DIRECTIVE:
Please count the lines of the data below that contain the word "ring". Reply with the number alone.
========================================
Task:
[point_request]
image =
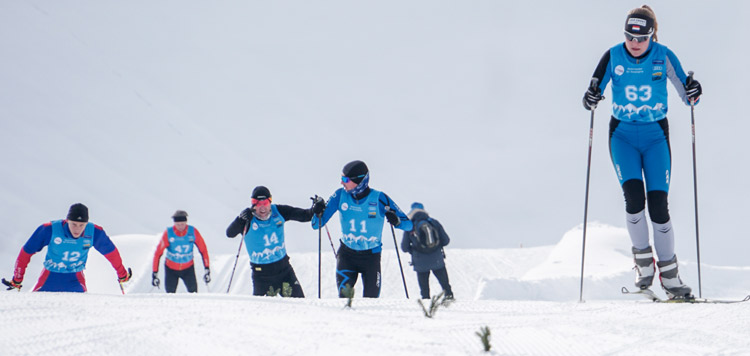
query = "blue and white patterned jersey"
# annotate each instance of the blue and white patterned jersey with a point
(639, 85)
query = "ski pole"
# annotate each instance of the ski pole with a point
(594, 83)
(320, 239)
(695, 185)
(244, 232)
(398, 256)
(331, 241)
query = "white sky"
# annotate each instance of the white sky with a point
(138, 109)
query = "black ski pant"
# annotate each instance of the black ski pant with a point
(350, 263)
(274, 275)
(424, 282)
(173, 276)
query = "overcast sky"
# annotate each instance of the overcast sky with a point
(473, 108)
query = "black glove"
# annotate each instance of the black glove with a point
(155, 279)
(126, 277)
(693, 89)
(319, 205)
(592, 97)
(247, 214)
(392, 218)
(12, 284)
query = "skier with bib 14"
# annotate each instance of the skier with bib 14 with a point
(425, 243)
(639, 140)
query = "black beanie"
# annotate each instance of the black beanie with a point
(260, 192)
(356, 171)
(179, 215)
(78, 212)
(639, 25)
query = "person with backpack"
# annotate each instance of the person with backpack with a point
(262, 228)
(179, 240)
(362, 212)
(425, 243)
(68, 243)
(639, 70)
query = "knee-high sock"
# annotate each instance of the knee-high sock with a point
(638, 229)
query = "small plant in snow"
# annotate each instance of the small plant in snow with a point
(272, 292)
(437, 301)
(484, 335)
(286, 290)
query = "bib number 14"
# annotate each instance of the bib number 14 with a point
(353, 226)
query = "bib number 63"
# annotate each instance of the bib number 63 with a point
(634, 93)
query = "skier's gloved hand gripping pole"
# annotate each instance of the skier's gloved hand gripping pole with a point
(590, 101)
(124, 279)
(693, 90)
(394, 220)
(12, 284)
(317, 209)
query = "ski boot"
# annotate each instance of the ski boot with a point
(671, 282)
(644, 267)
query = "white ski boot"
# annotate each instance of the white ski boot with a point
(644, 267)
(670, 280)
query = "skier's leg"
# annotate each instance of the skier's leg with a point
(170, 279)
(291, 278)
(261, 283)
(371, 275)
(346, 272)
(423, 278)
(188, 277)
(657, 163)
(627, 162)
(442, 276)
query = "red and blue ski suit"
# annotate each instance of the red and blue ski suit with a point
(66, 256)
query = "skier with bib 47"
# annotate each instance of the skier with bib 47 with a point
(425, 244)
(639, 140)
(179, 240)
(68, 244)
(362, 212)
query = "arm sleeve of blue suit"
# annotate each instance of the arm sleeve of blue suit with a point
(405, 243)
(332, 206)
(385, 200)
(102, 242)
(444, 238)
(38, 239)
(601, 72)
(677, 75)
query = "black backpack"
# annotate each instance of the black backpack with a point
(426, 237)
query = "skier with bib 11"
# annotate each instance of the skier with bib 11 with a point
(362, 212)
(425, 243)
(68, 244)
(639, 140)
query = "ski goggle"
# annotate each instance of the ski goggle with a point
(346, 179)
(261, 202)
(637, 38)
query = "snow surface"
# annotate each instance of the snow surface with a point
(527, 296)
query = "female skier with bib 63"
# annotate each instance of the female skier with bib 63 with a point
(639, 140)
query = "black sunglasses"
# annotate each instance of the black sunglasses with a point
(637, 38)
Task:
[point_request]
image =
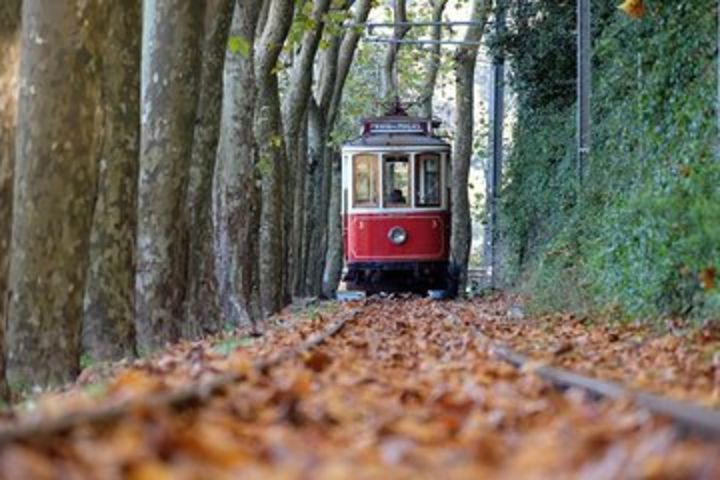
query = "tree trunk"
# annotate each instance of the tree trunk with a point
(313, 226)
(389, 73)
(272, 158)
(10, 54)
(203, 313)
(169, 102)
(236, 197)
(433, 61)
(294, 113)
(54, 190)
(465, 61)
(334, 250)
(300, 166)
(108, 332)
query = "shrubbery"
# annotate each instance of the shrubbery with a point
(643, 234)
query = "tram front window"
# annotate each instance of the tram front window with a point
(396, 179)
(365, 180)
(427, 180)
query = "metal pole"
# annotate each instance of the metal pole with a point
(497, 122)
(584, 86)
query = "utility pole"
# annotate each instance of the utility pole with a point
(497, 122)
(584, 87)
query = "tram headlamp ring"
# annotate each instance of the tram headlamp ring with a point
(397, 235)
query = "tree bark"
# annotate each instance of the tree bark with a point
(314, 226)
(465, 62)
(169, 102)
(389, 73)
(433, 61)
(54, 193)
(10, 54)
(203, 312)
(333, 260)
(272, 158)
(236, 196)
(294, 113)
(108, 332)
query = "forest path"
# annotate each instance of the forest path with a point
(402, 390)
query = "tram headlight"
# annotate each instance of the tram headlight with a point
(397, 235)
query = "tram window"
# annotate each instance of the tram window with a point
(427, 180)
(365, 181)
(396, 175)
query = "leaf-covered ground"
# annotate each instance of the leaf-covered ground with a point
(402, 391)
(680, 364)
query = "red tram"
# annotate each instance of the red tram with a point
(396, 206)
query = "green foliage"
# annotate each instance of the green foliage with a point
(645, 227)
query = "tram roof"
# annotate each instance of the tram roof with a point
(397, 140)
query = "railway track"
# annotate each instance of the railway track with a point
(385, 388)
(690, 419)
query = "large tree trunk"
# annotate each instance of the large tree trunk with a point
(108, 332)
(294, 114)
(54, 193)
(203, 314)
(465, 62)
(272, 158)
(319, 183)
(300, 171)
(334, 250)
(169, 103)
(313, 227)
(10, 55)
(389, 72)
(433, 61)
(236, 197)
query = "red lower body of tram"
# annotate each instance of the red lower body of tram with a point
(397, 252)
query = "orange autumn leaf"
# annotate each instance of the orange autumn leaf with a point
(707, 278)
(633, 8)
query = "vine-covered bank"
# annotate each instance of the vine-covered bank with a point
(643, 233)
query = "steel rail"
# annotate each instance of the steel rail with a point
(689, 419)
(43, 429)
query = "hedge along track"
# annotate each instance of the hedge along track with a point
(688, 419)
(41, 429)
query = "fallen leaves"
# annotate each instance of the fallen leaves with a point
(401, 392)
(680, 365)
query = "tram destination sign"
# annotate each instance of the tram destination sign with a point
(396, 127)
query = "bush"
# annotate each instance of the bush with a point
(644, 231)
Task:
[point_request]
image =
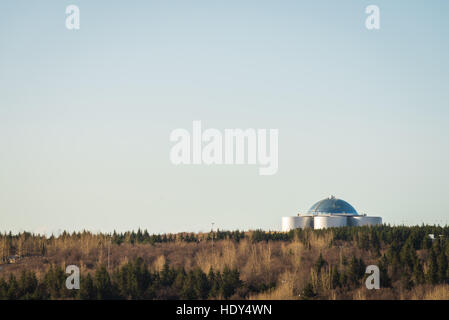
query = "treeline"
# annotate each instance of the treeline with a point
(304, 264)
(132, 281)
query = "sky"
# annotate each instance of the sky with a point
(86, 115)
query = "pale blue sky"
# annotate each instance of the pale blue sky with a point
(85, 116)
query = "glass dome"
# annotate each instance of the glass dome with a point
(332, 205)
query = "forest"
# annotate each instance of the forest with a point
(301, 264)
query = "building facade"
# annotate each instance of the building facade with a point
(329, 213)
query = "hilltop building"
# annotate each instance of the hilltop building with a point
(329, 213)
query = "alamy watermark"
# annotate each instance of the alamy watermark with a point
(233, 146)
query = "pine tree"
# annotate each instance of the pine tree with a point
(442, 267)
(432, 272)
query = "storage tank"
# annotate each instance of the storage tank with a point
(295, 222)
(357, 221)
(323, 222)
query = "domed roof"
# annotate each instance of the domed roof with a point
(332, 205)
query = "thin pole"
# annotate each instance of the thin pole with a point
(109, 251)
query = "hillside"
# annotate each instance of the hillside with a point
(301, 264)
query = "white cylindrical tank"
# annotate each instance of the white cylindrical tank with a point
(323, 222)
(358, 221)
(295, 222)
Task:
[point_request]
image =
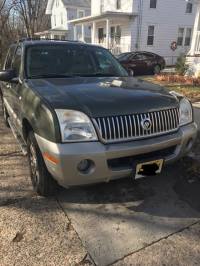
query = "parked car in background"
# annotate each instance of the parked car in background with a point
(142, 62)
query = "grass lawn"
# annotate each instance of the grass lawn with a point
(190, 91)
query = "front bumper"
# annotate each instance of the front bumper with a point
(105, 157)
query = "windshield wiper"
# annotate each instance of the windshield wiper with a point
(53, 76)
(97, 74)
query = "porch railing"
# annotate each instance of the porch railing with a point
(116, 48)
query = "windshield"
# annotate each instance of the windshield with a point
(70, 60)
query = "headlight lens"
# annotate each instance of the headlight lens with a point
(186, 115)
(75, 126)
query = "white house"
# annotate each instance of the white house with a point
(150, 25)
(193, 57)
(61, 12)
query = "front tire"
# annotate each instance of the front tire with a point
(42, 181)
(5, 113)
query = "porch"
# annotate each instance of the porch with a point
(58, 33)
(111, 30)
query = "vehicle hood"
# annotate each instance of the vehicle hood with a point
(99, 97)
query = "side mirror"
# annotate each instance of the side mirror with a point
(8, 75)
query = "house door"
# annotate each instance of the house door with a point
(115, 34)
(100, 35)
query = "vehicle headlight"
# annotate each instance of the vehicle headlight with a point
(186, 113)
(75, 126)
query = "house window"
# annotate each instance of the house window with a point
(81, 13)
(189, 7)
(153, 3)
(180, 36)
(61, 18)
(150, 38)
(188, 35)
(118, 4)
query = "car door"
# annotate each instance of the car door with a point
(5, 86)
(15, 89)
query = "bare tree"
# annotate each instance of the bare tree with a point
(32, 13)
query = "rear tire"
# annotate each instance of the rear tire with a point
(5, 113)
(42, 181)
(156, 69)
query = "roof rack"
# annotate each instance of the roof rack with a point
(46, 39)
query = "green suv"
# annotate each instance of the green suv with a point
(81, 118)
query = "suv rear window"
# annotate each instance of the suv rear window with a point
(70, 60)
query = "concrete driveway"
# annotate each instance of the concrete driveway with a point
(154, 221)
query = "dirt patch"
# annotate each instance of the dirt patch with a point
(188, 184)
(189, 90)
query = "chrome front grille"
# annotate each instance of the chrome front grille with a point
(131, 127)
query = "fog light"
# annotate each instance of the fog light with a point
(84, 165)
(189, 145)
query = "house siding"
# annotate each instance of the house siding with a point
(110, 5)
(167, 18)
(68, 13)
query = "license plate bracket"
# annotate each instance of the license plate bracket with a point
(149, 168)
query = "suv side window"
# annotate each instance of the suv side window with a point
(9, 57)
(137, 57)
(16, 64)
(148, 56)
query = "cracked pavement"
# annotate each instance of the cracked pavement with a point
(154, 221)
========================================
SOLVED PROBLEM:
2